Your answer should consist only of the lines below from the one with "Target = dirt ground" through the one with "Target = tree line", copied exactly.

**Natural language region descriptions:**
────────────────

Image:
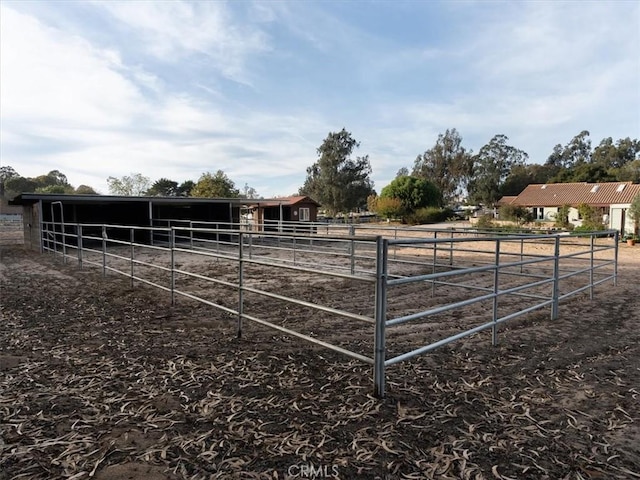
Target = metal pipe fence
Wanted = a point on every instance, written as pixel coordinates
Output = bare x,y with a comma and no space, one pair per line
489,278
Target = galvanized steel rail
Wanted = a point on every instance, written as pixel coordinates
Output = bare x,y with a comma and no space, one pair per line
383,264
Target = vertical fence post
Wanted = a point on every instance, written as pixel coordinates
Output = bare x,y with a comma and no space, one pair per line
352,254
172,246
435,260
218,240
496,289
104,251
132,239
591,268
451,249
556,279
379,355
64,240
241,284
395,247
294,244
79,230
616,239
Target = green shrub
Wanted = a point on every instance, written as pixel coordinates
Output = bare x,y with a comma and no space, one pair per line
516,214
485,222
389,207
428,215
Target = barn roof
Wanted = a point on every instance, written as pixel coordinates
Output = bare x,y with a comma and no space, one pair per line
274,202
595,194
30,198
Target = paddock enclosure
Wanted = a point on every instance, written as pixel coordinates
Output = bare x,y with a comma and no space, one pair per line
408,291
102,376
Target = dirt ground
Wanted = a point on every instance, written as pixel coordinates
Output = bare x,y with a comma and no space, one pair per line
98,379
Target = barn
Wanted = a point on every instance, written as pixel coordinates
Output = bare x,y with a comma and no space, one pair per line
611,199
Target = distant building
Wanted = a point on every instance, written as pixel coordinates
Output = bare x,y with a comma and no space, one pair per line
611,199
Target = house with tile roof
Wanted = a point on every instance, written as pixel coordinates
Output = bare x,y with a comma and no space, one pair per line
611,199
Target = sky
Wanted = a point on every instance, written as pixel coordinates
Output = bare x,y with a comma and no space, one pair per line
175,89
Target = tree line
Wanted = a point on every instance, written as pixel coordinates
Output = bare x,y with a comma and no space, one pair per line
441,176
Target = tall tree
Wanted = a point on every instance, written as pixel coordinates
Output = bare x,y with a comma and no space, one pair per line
215,186
340,183
491,167
403,172
249,192
6,172
447,164
578,150
616,156
163,188
413,192
133,185
85,190
522,175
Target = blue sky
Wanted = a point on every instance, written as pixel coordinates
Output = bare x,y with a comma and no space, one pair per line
174,89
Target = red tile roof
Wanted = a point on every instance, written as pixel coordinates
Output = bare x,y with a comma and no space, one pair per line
595,194
507,200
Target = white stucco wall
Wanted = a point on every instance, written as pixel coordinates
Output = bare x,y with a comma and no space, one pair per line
615,220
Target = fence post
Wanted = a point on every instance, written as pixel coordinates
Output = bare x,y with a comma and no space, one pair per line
294,244
556,279
591,269
132,239
241,284
352,254
104,251
616,239
435,259
451,249
79,228
172,246
379,355
496,289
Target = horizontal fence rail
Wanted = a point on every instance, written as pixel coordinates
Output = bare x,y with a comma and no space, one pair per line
448,272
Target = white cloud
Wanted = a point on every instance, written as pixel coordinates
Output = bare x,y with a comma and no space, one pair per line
173,31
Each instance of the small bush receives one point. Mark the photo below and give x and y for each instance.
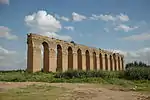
(137, 73)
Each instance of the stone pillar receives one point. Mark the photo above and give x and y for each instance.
(91, 61)
(103, 57)
(83, 61)
(117, 67)
(122, 63)
(75, 65)
(113, 64)
(52, 59)
(108, 57)
(98, 62)
(34, 61)
(64, 60)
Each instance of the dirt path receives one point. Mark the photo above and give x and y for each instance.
(86, 91)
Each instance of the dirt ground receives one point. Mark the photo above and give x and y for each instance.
(78, 91)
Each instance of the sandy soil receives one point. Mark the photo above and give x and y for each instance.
(77, 91)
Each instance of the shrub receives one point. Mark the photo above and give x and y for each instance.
(86, 74)
(137, 73)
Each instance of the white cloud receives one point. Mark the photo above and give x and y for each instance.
(143, 36)
(103, 17)
(125, 28)
(44, 24)
(108, 17)
(122, 17)
(5, 33)
(4, 2)
(137, 55)
(69, 28)
(64, 18)
(78, 17)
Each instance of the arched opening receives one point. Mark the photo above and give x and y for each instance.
(79, 54)
(122, 63)
(59, 58)
(45, 57)
(115, 64)
(106, 62)
(101, 61)
(87, 60)
(70, 59)
(94, 61)
(119, 63)
(111, 66)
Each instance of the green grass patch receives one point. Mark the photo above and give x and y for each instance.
(33, 92)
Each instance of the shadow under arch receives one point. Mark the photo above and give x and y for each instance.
(106, 62)
(79, 55)
(111, 65)
(59, 58)
(70, 58)
(45, 57)
(101, 61)
(87, 60)
(94, 61)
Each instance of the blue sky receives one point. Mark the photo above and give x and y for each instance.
(118, 25)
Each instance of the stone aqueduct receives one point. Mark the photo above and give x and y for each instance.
(60, 55)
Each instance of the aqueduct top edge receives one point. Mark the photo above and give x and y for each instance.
(32, 36)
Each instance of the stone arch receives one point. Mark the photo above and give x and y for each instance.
(101, 61)
(106, 62)
(115, 64)
(94, 61)
(79, 55)
(119, 63)
(70, 58)
(122, 63)
(87, 60)
(59, 58)
(111, 65)
(45, 57)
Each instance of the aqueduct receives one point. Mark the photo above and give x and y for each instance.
(61, 55)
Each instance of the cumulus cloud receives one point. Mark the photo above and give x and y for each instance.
(108, 17)
(44, 24)
(106, 29)
(125, 28)
(5, 32)
(78, 17)
(4, 2)
(137, 55)
(69, 28)
(122, 17)
(142, 36)
(62, 17)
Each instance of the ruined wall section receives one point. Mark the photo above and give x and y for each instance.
(34, 61)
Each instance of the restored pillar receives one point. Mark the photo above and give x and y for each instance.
(52, 58)
(113, 64)
(34, 61)
(83, 61)
(117, 67)
(122, 63)
(98, 62)
(103, 57)
(91, 61)
(108, 57)
(75, 63)
(65, 60)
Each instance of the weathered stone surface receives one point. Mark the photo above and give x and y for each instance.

────────────────

**EXERCISE RESULT:**
Target = dirt ground
Wanted = a point on every instance, written as pixel coordinates
Output = bare x,y with a comma and no space, one pair per line
98,379
Target = barn
Wanted = a point on every instance, written as pixel coordinates
Output = bare x,y with a comma and no space, one pair per line
611,199
Target = distant building
Wanted = a point on every instance, written as pixel coordinates
Output = bare x,y with a comma and no space, one pair per line
611,199
Target = house with tile roof
Wanted = a point on every instance, written as pixel coordinates
Output = bare x,y with a comma and no space, one pair per line
611,199
Target = sky
Wanted = a point on every instance, written as pixel coordinates
Output = bare x,y with a comma and no space, one pair per line
175,89
Target = tree line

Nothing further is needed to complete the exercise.